Collective
Director/ Alexander Nanau
Watched on Amazon
Rating 3.5/5

 

If you happen to watch the trailer of Collective before watching the film, you’ll think you’re in store for a breathless political thriller with nothing but the fate of democracy at stake, an edge-of-your-seat experience replete with double-crosses, deep throats, and diabolical villains, set to a pounding score and edited with machine gun pacing.

Um, hardly.

Collective does indeed feature dark secrets, whistle blowers, villains, corrupt bureaucrats and fearless journalists, but the style of the actual film, if you decide to watch it, is much more sedate and quiet and even plodding than you’d expect. Well, more plodding than you’d expect from an American film, but since this film is Romanian, and it revolves around an incident that few people outside Romania will have heard of, and Romanian filmmakers have a way of doggedly adhering to the veracity of their situations and environments with a kind of compulsive miserablism, than the plodding is par for the course.

This is not in any way to say the film should be skipped. I respected director Alexander Nanau’s composed and unflappable approach, his attention to accuracy and details and chronology, his total commitment to a direct cinema style of documenting the unfolding events, the absence of music and cliffhanging plot turns and idealized crusaders. But the story–of a hospital cover-up of infected solvents used to treat the burn victims of a horrendous nightclub fire–despite its basis in real tragedy, despite the utter rot of the systems being exposed, is still an arcane one that would probably never be told in an American documentary.

Or, more to the point, it could be told, but only if the facts of the case were hyped, the plot dramatized with skeezy reenactments, the heroes and villains reduced to one-dimensional stereotypes, and the whole thing chopped up into six 45-minute episodes and presented as a mini-series on Netflix set to an aggressive non-stop soundtrack of thrumming drones and overwrought suspenseful piano arpeggios. In other words, the exact kind of movie the film’s trailer tricks us into thinking that it is.

Directions:
1. In the review of Collective, swap "fearless journalists" for "intrepid reporters" in the passage starting with "Um, hardly." and going on through "for the course.".
2. Answer these questions from the review of Collective:
(a) On what service did the reviewer watch the film?
(b) What rating does the review give the film?
(c) What event injured the burn victims whose treatment was covered up?
3. Sum up the review of Collective in two sentences.

Supplied entries:
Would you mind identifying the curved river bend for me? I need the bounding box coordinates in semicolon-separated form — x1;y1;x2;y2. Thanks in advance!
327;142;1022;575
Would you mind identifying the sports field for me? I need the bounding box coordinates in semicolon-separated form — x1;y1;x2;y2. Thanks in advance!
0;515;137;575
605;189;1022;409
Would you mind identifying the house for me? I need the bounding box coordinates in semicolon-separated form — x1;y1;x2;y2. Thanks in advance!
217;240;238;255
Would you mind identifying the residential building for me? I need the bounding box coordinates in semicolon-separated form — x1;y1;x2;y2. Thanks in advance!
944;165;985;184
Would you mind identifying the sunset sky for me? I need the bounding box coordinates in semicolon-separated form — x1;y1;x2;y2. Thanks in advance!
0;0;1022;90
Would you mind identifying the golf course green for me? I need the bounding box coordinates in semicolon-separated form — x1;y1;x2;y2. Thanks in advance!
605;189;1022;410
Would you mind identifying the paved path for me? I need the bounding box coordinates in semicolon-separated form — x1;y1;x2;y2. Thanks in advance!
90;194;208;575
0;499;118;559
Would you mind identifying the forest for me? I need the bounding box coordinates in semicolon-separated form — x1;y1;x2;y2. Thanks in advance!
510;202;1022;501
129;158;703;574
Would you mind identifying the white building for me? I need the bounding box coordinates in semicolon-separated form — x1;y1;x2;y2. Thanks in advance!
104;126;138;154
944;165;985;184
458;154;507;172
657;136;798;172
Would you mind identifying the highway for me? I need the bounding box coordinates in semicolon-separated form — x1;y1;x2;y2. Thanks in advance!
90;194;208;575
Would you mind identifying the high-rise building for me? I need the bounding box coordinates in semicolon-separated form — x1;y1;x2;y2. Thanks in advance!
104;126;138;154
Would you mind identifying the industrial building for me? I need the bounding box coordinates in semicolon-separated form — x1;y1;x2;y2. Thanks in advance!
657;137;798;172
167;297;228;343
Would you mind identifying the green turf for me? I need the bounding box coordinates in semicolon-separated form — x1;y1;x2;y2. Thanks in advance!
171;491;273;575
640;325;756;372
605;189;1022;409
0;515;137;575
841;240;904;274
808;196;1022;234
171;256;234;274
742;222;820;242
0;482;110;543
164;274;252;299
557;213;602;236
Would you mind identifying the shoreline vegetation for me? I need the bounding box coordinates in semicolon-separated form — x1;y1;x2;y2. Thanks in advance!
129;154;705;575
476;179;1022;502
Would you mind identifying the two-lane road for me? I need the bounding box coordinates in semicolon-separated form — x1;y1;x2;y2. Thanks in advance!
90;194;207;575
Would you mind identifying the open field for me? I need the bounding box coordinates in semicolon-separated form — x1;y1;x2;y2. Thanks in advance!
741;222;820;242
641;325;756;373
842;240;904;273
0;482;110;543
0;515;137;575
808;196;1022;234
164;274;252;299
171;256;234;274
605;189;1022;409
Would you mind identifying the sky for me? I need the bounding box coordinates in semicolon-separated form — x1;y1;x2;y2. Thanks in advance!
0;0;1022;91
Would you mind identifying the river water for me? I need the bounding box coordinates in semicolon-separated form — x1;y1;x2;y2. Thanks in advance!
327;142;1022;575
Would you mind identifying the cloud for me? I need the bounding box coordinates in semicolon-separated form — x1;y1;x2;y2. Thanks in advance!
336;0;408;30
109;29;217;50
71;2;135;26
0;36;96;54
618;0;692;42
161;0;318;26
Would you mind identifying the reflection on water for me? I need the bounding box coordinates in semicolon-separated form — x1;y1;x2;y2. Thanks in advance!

Task responses:
1.
Um, hardly.

Collective does indeed feature dark secrets, whistle blowers, villains, corrupt bureaucrats and intrepid reporters, but the style of the actual film, if you decide to watch it, is much more sedate and quiet and even plodding than you’d expect. Well, more plodding than you’d expect from an American film, but since this film is Romanian, and it revolves around an incident that few people outside Romania will have heard of, and Romanian filmmakers have a way of doggedly adhering to the veracity of their situations and environments with a kind of compulsive miserablism, than the plodding is par for the course.

2.
(a) Amazon
(b) 3.5/5
(c) A nightclub fire

3. The trailer for Collective, a Romanian documentary directed by Alexander Nanau, promises a breathless political thriller, but the film is much more sedate, quiet and even plodding. The reviewer respects Nanau's composed, accurate direct cinema approach to a hospital cover-up of infected solvents used on victims of a nightclub fire, yet finds the story an arcane one that an American documentary would tell only by hyping and dramatizing it.